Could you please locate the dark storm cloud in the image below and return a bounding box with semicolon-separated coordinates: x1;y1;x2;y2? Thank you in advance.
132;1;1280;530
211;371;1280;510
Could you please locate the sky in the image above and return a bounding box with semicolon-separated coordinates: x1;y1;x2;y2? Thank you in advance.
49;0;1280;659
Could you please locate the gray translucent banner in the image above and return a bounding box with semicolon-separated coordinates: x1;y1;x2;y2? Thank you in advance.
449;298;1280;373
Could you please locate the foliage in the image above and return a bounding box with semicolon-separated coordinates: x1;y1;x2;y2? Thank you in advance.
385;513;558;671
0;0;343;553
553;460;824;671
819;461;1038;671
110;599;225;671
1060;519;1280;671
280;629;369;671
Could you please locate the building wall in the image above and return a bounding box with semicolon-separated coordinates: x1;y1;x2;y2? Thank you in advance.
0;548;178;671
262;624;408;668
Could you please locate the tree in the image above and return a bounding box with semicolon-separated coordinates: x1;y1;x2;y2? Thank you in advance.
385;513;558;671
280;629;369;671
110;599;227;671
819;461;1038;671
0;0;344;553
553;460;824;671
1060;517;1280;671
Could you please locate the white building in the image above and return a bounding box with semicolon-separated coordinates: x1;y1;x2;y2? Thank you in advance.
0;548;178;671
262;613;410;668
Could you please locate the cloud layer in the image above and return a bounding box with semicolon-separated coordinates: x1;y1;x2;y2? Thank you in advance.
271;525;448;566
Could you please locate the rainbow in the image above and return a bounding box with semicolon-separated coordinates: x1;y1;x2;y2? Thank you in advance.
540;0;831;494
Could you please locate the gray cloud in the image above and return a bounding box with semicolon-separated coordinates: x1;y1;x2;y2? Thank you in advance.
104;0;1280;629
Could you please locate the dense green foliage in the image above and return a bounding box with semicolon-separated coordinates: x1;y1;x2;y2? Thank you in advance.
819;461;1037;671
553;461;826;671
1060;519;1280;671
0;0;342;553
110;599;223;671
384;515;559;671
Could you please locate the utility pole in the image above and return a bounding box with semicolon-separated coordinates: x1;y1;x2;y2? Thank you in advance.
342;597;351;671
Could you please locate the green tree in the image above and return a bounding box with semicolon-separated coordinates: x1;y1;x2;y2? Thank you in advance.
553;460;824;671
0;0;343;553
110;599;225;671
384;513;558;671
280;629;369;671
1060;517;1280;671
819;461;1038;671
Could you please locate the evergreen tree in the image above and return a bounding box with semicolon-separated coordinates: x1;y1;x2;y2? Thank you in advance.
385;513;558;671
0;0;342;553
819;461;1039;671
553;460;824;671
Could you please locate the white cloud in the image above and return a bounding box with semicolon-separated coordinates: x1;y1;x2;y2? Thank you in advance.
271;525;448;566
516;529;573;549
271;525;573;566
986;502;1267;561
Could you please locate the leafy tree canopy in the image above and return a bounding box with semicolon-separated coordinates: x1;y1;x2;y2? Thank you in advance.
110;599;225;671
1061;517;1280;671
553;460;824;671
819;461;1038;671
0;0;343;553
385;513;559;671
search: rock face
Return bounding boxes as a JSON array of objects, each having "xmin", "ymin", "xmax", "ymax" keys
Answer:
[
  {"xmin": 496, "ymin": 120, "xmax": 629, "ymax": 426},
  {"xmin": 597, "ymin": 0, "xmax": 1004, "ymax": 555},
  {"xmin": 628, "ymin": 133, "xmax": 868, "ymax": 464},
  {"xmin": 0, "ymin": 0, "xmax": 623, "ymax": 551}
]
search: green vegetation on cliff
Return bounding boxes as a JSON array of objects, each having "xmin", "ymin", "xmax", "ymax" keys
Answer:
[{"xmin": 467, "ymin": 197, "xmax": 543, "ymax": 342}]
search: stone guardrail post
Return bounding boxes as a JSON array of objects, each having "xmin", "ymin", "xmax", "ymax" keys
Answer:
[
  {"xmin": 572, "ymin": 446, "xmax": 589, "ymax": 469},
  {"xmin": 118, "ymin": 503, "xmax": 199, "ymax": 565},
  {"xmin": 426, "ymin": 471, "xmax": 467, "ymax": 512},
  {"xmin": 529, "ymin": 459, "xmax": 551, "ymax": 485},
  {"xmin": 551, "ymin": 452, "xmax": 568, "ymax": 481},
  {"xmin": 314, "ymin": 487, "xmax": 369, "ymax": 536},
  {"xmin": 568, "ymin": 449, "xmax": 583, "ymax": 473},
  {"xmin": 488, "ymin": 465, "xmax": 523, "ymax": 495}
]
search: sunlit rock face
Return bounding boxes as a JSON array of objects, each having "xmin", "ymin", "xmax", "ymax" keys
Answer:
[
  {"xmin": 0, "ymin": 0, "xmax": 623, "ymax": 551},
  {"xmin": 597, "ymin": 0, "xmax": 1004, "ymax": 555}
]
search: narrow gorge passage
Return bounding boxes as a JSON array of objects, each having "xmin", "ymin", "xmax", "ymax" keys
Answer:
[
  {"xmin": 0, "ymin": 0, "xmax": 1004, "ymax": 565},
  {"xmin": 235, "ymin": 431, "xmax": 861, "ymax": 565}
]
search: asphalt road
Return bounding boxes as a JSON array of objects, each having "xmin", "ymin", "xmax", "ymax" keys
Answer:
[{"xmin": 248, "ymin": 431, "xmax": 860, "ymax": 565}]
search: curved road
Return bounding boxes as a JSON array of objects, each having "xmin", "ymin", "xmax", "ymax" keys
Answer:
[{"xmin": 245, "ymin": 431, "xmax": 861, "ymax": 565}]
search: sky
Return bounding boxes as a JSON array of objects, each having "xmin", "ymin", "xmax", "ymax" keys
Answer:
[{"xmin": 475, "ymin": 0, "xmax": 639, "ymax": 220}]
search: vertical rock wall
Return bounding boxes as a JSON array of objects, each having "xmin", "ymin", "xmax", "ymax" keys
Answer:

Task to carry out: Format the lines above as a numbered list, leaving out blank lines.

Output of the task:
1. Could you please locate the dark storm cloud in the image below and return a bounding box with semicolon-separated coordinates: x1;y1;x2;y2? Thank you in advance.
2. 132;1;1280;530
3. 211;371;1280;510
4. Could you please locate the sky in the image above and return a bounding box with semicolon-separated coordinates: x1;y1;x2;y2? Thank you in advance.
5. 49;0;1280;659
6. Could you please locate the gray translucent banner in the image above and return a bounding box with semicolon-separated coordinates: x1;y1;x2;y2? Thank you in advance.
7. 449;298;1280;373
8. Could you please locate the foliage in the image above and return a bounding box with semicolon-separated coordinates: x1;y1;x2;y2? Thank you in advance.
9. 385;513;558;671
10. 0;0;343;553
11. 553;460;824;671
12. 819;461;1038;671
13. 110;599;225;671
14. 1060;519;1280;671
15. 280;629;369;671
16. Could you please locate the building wall in the image above and return a bounding box with semicolon-separated coordinates: x1;y1;x2;y2? Thank you in advance.
17. 0;548;178;671
18. 262;624;408;668
19. Could you please locate the tree in the image above and return a bounding box with semicolon-separated coordinates: x1;y1;x2;y2? Thank you in advance.
20. 385;513;558;671
21. 280;629;369;671
22. 110;599;227;671
23. 819;461;1038;671
24. 0;0;344;553
25. 553;460;824;671
26. 1060;517;1280;671
27. Could you please locate the white building in the image above and return a bounding box with semicolon-separated coordinates: x1;y1;x2;y2? Thank you in advance.
28. 0;548;178;671
29. 262;613;410;668
30. Could you please locate the cloud layer in the image above and return a bounding box with semicolon-separated coordinates: x1;y1;x2;y2? Thank you in advance.
31. 271;525;448;566
32. Could you please locate the rainbow in the image above and return a bounding box with semicolon-separated coordinates: x1;y1;x2;y2? Thank you in advance.
33. 540;0;831;494
34. Could you please locate the gray cloud in the image above and return a bounding box with semicolon-separated coordinates: x1;y1;x2;y2? Thank you in advance.
35. 104;0;1280;629
36. Could you please locate the dense green foliage in the image above and return a bounding box with semicolon-separated coordinates: x1;y1;x2;y2? Thank you in advance.
37. 819;461;1037;671
38. 553;461;826;671
39. 1060;519;1280;671
40. 0;0;342;553
41. 110;599;223;671
42. 384;515;559;671
43. Could you please locate the utility pole in the image above and return a bounding box with semicolon-separated coordinates: x1;y1;x2;y2? Thank you in advance.
44. 342;597;351;671
45. Could you please locate the green tree in the image above and return a bounding box with semicolon-separated coordinates: x1;y1;x2;y2? Thank you in advance.
46. 553;460;824;671
47. 0;0;343;553
48. 110;599;225;671
49. 384;513;558;671
50. 280;629;369;671
51. 1060;517;1280;671
52. 819;461;1038;671
53. Could you please locate the evergreen tree in the image above and return a bounding box with semicolon-separated coordinates: x1;y1;x2;y2? Thank you in advance.
54. 385;513;558;671
55. 0;0;342;553
56. 819;461;1039;671
57. 553;460;824;671
58. Could you please locate the white cloud in the image above and return a bounding box with semicolon-separated coordinates: x1;y1;x2;y2? Thank you in advance.
59. 271;525;448;566
60. 516;529;573;549
61. 271;525;573;566
62. 986;502;1267;561
63. Could you please locate the leafy tree canopy in the image above and return a bounding box with semicolon-separated coordinates: x1;y1;x2;y2? Thank you in advance.
64. 110;599;225;671
65. 1061;517;1280;671
66. 553;460;824;671
67. 819;461;1038;671
68. 0;0;343;553
69. 385;513;559;671
70. search: rock face
71. Return bounding boxes as a JSON array of objects, each having "xmin", "ymin", "xmax", "ymax" keys
72. Answer:
73. [
74.   {"xmin": 496, "ymin": 120, "xmax": 629, "ymax": 426},
75.   {"xmin": 597, "ymin": 0, "xmax": 1004, "ymax": 555},
76.   {"xmin": 628, "ymin": 133, "xmax": 868, "ymax": 464},
77.   {"xmin": 0, "ymin": 0, "xmax": 623, "ymax": 551}
78. ]
79. search: green vegetation on cliff
80. Return bounding boxes as a JSON array of objects, each having "xmin", "ymin", "xmax", "ymax" keys
81. Answer:
82. [{"xmin": 467, "ymin": 197, "xmax": 543, "ymax": 342}]
83. search: stone guardrail post
84. Return bounding boxes as a JSON array of objects, each having "xmin", "ymin", "xmax", "ymax" keys
85. Answer:
86. [
87.   {"xmin": 572, "ymin": 446, "xmax": 589, "ymax": 469},
88.   {"xmin": 118, "ymin": 503, "xmax": 199, "ymax": 565},
89.   {"xmin": 426, "ymin": 471, "xmax": 467, "ymax": 512},
90.   {"xmin": 529, "ymin": 459, "xmax": 551, "ymax": 485},
91.   {"xmin": 551, "ymin": 452, "xmax": 568, "ymax": 481},
92.   {"xmin": 314, "ymin": 487, "xmax": 369, "ymax": 536},
93.   {"xmin": 568, "ymin": 449, "xmax": 583, "ymax": 473},
94.   {"xmin": 488, "ymin": 465, "xmax": 523, "ymax": 495}
95. ]
96. search: sunlit rock face
97. Return bounding boxes as a JSON array of objects, each having "xmin", "ymin", "xmax", "ymax" keys
98. Answer:
99. [
100.   {"xmin": 0, "ymin": 0, "xmax": 623, "ymax": 551},
101.   {"xmin": 597, "ymin": 0, "xmax": 1004, "ymax": 555}
102. ]
103. search: narrow gorge passage
104. Return bounding boxes as a JSON array of objects, each having "xmin", "ymin", "xmax", "ymax" keys
105. Answer:
106. [
107.   {"xmin": 0, "ymin": 0, "xmax": 1004, "ymax": 565},
108.   {"xmin": 235, "ymin": 431, "xmax": 861, "ymax": 565}
109. ]
110. search: asphalt road
111. Return bounding boxes as a JSON array of objects, each having "xmin", "ymin", "xmax", "ymax" keys
112. Answer:
113. [{"xmin": 248, "ymin": 431, "xmax": 860, "ymax": 565}]
114. search: curved road
115. Return bounding boxes as a JSON array of objects, each having "xmin", "ymin", "xmax", "ymax" keys
116. Answer:
117. [{"xmin": 245, "ymin": 431, "xmax": 861, "ymax": 565}]
118. search: sky
119. Return bounding boxes as a JSON array of objects, each having "xmin", "ymin", "xmax", "ymax" keys
120. Answer:
121. [{"xmin": 475, "ymin": 0, "xmax": 639, "ymax": 220}]
122. search: vertical rock wall
123. Return bounding boxes as a JSON array of objects, each having "xmin", "ymin", "xmax", "ymax" keys
124. Answer:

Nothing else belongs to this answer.